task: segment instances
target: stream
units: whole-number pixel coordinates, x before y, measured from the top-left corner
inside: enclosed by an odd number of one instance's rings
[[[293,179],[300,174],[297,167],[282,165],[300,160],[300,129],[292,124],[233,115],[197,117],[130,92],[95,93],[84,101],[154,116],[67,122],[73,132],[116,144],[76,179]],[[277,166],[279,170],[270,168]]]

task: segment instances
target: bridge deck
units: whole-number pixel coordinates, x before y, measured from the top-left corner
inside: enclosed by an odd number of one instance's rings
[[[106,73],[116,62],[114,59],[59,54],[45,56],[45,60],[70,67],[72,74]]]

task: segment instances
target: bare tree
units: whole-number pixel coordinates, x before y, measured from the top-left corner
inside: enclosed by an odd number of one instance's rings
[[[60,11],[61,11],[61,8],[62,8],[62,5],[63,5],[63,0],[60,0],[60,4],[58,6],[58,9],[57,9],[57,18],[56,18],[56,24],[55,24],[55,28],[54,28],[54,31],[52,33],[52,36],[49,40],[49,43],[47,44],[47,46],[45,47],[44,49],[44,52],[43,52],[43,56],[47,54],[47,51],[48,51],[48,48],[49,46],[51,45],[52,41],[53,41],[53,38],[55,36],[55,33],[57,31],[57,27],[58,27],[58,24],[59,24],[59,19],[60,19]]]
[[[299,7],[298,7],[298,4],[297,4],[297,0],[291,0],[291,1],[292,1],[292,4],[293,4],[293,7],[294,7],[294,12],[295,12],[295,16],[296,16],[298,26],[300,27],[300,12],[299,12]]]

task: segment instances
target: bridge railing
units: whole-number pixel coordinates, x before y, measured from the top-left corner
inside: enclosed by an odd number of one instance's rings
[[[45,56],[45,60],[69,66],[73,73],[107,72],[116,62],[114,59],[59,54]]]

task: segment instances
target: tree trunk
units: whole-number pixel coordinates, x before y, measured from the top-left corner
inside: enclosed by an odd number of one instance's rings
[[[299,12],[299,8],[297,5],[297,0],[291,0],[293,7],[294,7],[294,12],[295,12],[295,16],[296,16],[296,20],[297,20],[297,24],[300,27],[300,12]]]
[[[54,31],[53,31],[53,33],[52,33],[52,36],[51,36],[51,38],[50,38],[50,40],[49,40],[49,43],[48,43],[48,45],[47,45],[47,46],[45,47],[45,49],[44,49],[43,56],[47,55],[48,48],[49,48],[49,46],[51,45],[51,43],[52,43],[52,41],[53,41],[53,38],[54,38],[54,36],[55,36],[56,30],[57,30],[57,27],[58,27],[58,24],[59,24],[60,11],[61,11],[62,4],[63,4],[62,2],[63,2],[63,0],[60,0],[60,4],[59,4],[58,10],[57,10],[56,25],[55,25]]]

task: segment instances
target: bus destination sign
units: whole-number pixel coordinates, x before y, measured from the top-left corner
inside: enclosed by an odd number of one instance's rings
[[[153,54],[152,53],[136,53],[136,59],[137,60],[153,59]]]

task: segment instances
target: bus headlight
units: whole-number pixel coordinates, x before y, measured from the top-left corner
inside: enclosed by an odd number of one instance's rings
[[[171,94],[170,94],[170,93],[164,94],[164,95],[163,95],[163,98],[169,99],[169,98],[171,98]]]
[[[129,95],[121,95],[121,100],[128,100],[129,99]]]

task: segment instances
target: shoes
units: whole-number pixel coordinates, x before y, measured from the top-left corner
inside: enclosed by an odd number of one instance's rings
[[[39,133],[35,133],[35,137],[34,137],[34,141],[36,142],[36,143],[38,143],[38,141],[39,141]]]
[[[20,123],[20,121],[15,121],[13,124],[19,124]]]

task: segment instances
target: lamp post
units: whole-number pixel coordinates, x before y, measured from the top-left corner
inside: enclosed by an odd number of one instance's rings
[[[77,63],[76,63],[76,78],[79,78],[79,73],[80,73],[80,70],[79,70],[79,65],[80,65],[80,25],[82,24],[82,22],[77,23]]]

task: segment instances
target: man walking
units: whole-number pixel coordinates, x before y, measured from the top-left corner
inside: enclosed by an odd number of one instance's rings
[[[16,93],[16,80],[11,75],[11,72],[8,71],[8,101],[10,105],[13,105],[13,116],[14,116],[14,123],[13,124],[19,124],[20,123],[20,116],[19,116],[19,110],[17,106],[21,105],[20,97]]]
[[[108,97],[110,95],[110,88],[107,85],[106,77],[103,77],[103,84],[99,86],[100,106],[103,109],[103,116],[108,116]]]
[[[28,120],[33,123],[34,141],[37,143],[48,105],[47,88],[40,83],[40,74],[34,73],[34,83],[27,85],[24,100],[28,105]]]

==

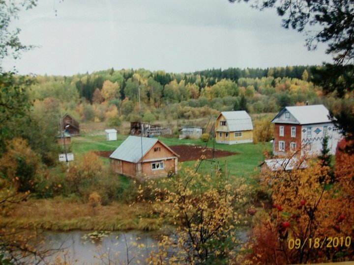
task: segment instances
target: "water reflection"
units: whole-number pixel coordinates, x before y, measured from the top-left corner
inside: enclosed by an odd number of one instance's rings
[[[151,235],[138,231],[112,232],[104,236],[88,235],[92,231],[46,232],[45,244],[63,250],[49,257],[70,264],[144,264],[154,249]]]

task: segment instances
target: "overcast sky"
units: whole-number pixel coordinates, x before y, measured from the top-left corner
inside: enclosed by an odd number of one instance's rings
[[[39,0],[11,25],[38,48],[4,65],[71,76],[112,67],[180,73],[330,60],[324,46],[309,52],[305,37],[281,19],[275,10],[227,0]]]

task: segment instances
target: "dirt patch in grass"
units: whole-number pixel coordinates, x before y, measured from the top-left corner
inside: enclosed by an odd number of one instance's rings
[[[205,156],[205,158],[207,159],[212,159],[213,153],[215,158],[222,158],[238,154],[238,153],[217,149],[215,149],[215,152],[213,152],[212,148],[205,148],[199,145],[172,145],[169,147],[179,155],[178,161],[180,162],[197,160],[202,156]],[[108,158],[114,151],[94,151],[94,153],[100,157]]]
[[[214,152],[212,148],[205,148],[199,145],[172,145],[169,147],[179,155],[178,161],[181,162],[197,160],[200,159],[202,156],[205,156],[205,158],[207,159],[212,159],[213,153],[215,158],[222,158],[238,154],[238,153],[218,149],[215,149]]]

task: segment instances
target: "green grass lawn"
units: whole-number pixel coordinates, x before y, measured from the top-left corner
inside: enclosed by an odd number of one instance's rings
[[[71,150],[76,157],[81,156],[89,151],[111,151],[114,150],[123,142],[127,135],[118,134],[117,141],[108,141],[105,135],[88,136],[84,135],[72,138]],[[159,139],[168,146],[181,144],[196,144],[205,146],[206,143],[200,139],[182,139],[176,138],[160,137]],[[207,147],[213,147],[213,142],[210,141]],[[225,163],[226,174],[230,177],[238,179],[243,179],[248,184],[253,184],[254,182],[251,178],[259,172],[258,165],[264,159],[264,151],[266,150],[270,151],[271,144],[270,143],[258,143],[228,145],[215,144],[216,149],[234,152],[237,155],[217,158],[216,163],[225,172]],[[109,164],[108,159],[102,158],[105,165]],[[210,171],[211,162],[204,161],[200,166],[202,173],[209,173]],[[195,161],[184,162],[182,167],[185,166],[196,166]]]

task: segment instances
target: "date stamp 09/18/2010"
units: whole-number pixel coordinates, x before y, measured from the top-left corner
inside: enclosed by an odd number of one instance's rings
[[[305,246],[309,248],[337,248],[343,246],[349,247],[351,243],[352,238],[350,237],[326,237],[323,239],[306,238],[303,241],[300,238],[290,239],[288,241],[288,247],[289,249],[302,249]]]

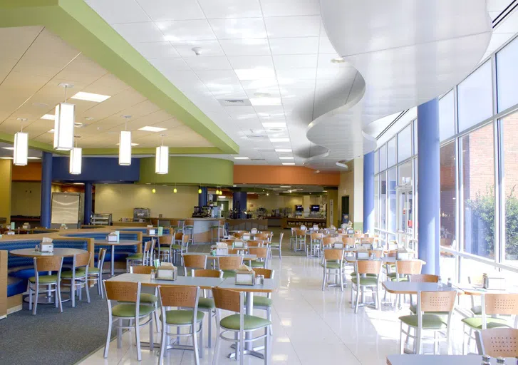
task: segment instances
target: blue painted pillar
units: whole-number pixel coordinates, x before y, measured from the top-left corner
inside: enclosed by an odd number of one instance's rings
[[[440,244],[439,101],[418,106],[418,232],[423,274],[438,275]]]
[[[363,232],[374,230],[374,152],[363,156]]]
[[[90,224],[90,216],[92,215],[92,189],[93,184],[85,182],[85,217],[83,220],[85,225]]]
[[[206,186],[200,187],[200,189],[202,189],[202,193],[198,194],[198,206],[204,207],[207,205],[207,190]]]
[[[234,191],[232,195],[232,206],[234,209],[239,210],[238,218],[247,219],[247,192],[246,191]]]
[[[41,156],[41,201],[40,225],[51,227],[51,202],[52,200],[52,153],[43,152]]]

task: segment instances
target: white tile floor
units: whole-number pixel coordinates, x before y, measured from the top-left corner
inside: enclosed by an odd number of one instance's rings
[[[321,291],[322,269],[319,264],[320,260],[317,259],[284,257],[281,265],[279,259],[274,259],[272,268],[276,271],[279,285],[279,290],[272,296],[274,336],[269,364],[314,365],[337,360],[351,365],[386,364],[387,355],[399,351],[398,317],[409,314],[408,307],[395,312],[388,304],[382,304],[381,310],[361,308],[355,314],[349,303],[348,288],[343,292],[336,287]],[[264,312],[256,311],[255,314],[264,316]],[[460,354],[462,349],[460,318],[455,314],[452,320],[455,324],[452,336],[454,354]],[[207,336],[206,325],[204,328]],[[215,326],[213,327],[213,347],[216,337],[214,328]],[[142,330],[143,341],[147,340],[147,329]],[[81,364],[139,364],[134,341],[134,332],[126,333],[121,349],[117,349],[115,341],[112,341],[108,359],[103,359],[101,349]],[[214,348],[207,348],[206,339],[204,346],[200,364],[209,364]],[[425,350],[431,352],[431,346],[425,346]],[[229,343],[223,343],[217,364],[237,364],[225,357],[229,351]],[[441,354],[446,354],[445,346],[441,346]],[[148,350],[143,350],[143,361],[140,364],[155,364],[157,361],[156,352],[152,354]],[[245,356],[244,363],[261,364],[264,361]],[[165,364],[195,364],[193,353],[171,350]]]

==

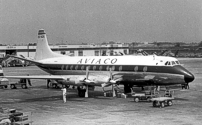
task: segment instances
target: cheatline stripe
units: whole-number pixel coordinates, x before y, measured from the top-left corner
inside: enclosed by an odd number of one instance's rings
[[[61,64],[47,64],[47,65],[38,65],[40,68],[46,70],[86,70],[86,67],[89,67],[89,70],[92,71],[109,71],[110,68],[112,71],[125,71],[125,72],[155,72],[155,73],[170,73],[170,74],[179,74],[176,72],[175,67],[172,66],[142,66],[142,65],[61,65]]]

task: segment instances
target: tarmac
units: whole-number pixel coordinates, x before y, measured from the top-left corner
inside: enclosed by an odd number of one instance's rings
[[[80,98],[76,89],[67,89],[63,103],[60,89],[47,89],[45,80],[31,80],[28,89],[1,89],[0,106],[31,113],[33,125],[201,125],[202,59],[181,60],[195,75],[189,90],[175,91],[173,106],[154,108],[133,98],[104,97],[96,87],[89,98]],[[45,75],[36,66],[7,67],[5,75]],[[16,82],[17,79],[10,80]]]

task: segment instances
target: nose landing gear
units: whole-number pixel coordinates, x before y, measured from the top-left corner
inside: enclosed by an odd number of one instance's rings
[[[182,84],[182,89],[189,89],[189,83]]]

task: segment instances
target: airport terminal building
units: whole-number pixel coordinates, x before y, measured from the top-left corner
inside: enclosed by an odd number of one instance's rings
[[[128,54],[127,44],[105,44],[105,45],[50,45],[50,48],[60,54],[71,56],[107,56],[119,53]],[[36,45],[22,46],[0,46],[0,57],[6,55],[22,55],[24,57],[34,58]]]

> _TO BE DONE_
Please filter the entries above, keeping only the lines that contain the word "grass", and copy each of those lines unchanged.

> _ANSWER TO THIS TASK_
target: "dirt patch in grass"
target: "green grass lawn"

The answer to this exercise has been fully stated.